The request >> Put the lines below into a Markdown table with two columns, Row and Text, numbering each row and leaving out any blank lines.

— begin Given data —

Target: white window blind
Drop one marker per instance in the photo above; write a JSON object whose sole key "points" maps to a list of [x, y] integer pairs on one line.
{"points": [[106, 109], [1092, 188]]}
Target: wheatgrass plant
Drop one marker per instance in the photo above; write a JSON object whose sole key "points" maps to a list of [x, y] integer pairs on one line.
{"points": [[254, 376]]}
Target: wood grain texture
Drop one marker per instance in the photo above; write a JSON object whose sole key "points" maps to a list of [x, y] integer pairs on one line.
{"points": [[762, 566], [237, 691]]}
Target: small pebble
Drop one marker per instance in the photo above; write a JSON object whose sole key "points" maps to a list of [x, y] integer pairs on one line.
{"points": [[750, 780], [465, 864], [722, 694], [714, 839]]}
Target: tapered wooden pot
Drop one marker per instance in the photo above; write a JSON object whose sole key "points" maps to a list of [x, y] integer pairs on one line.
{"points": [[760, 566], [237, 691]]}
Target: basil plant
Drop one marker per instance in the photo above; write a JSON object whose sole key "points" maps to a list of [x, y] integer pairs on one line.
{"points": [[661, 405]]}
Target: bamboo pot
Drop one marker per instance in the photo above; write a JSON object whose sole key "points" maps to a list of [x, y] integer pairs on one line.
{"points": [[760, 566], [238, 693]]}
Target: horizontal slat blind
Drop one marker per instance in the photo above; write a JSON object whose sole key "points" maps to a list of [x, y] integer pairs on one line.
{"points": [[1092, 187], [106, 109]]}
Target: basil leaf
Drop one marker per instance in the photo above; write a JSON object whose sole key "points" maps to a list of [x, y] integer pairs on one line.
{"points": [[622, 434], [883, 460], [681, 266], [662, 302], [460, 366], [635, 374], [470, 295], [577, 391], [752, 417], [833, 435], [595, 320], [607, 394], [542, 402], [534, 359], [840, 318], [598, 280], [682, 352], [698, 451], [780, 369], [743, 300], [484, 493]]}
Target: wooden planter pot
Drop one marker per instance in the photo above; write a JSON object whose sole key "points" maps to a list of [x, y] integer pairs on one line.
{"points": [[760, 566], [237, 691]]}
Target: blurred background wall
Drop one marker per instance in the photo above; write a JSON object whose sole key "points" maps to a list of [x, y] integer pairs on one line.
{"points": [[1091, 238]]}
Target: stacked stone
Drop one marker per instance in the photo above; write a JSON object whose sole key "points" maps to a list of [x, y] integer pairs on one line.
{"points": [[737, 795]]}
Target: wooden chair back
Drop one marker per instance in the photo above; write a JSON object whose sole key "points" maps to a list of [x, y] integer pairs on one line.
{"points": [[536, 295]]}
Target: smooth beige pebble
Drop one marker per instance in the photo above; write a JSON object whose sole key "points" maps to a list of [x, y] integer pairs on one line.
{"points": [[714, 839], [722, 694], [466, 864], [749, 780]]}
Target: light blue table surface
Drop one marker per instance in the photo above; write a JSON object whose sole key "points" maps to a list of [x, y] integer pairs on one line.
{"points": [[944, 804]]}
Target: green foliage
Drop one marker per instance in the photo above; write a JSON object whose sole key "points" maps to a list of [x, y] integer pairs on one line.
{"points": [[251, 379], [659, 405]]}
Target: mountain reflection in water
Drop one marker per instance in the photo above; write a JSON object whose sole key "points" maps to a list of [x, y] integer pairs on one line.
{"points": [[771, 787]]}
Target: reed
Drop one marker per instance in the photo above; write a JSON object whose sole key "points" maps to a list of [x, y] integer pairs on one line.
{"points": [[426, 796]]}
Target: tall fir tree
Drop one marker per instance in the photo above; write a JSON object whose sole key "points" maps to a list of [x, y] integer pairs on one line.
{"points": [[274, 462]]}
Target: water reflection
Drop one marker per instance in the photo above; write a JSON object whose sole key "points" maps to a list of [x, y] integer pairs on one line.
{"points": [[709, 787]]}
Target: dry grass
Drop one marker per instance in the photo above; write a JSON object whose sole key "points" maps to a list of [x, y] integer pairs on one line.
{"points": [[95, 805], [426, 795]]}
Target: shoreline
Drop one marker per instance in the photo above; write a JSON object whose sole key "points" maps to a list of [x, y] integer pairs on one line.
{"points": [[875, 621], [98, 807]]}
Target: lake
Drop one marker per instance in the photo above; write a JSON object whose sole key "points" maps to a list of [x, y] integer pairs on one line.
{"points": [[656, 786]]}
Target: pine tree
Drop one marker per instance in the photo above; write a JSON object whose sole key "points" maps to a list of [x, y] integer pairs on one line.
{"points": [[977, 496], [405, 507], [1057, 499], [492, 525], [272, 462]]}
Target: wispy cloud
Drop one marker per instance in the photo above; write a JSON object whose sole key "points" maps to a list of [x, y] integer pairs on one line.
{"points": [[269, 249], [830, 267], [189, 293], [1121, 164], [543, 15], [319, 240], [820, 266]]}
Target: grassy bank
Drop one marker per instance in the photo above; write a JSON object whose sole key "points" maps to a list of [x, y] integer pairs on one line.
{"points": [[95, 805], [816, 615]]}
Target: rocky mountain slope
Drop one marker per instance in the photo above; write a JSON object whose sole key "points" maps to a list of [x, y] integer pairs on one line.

— end Given data —

Task solution >>
| Row | Text |
|---|---|
| 1 | Target: white window blind |
| 2 | Drop one marker per instance in the photo above; write a JSON object whose sole key "points" maps to a list of [x, y] integer pairs on one line. |
| 3 | {"points": [[106, 109], [1092, 188]]} |
| 4 | Target: wheatgrass plant |
| 5 | Drop one marker per instance in the photo above; write a JSON object whose sole key "points" maps to a list of [x, y] integer pairs on one line. |
| 6 | {"points": [[254, 376]]} |
| 7 | Target: wood grain texture |
| 8 | Drop one marker per instance in the photo above; write a JSON object whose sole key "points" maps to a list of [x, y] integer pairs on one line. |
| 9 | {"points": [[762, 566], [237, 691]]} |
| 10 | Target: small pebble |
| 11 | Drop one marker per instance in the photo above; write a JSON object whose sole key "points" maps to a list of [x, y] integer pairs on one line. |
| 12 | {"points": [[750, 780], [465, 864], [722, 694], [714, 839]]} |
| 13 | Target: tapered wooden pot |
| 14 | Drop one marker per instance in the photo above; write a JSON object whose sole key "points" maps to a list of [x, y] integer pairs on one line. |
| 15 | {"points": [[760, 566], [237, 691]]} |
| 16 | Target: basil plant |
| 17 | Drop one marker per instance in the photo above; write a JSON object whose sole key "points" maps to a list of [x, y] integer pairs on one line. |
| 18 | {"points": [[661, 405]]} |
| 19 | Target: bamboo pot |
| 20 | Drop one marker per instance in the photo above; write a JSON object whose sole key "points" maps to a list of [x, y] integer pairs on one line. |
| 21 | {"points": [[760, 566], [238, 693]]} |
| 22 | Target: horizontal slat blind |
| 23 | Drop one marker per instance in the photo above; write a JSON object whose sole key "points" maps to a list of [x, y] integer pairs on one line. |
| 24 | {"points": [[1092, 187], [106, 109]]} |
| 25 | Target: basil leaf |
| 26 | Drop one marker per instance in the photo above; write a JSON object whose sole key "points" maps to a list of [x, y] integer pairs on one line. |
| 27 | {"points": [[622, 434], [883, 460], [681, 266], [662, 302], [460, 366], [635, 374], [470, 295], [577, 391], [752, 417], [833, 435], [595, 320], [607, 394], [542, 402], [534, 359], [840, 318], [598, 280], [682, 352], [698, 451], [780, 369], [743, 300], [484, 493]]} |
| 28 | Target: wooden planter pot |
| 29 | Drop one marker per instance in the photo above; write a JSON object whose sole key "points" maps to a list of [x, y] integer pairs on one line. |
| 30 | {"points": [[760, 566], [237, 691]]} |
| 31 | Target: blurred background wall |
| 32 | Drop one marker per instance in the photo above; write a JSON object whose sole key "points" maps to a list of [x, y] integer pairs on one line. |
| 33 | {"points": [[1091, 238]]} |
| 34 | Target: stacked stone |
| 35 | Drop one marker per instance in the photo above; write a JSON object whose sole key "points" maps to a list of [x, y] integer pairs on one line. |
| 36 | {"points": [[737, 795]]} |
| 37 | Target: wooden chair back |
| 38 | Drop one marker per instance in the photo above; write a JSON object whose sole key "points" maps to a list of [x, y] integer pairs on one line. |
| 39 | {"points": [[536, 295]]} |
| 40 | Target: smooth beige pebble |
| 41 | Drop one marker per instance in the photo above; write a JSON object whose sole key "points" maps to a list of [x, y] integer pairs on one line. |
| 42 | {"points": [[714, 839], [722, 694], [466, 864], [749, 780]]} |
| 43 | Target: light blue table surface |
| 44 | Drop one marker per instance in the photo above; write a JSON object whose sole key "points" maps to a list of [x, y] integer pairs on one line. |
| 45 | {"points": [[944, 804]]} |
| 46 | Target: green foliage |
| 47 | Drop one marker per instance in the photo above; write a JSON object whose sole key "points" maps to a list of [x, y] integer pairs on one line. |
| 48 | {"points": [[251, 379], [659, 405]]} |
| 49 | Target: mountain reflection in water |
| 50 | Drop one marker per instance in the photo above; write a JSON object whose sole key "points" maps to a list of [x, y] integer pairs on one line. |
| 51 | {"points": [[771, 787]]} |
| 52 | Target: reed |
| 53 | Drop one marker per instance in the photo above; write a JSON object whose sole key "points" maps to a list of [x, y] integer pairs on one line. |
| 54 | {"points": [[426, 796]]} |
| 55 | Target: tall fir tree |
| 56 | Drop one marker per instance in the photo above; write a JSON object whose sole key "points" maps to a list of [x, y] integer pairs on one line. |
| 57 | {"points": [[274, 462]]} |
| 58 | Target: water reflection |
| 59 | Drop one marker per instance in the photo above; write a JSON object whose sole key "points" maps to a list of [x, y] integer pairs on one line. |
| 60 | {"points": [[709, 787]]} |
| 61 | Target: dry grass |
| 62 | Drop one marker per instance in the photo above; write a JSON object whose sole key "points" maps to a list of [x, y] integer pairs on one line. |
| 63 | {"points": [[95, 805], [426, 795]]} |
| 64 | Target: shoreline |
| 65 | Drop one marker per instance in the photo above; write a JSON object whose sole key "points" maps to a list of [x, y] integer pairs on one line. |
| 66 | {"points": [[875, 621], [98, 807]]} |
| 67 | Target: lake |
| 68 | Drop one marker per instance in the photo above; write a JSON object whose sole key "points" maps to a list of [x, y] integer pairs on one line. |
| 69 | {"points": [[656, 786]]} |
| 70 | Target: pine tree |
| 71 | Drop one marker per instance in the photo above; write a JSON object whose sole key "points" maps to a list of [x, y] integer pairs on one line. |
| 72 | {"points": [[977, 496], [405, 507], [1057, 499], [492, 525], [272, 462]]} |
| 73 | Target: wispy cloud |
| 74 | Drop one marker per instance in the photo above; write a JSON object whose sole key "points" maps to a list of [x, y] integer pairs on one line. |
| 75 | {"points": [[269, 249], [830, 267], [189, 293], [1121, 164], [543, 15], [319, 240], [820, 266]]} |
| 76 | Target: grassy bank |
| 77 | Drop one marker per instance in the photo above; write a JSON object whose sole key "points" maps to a list of [x, y] integer pairs on one line. |
| 78 | {"points": [[95, 805], [816, 615]]} |
| 79 | Target: rocky mountain slope |
| 80 | Drop one marker per instance in the photo above; write a JSON object whose sole key "points" maps to a list of [x, y] integer pairs on one line. |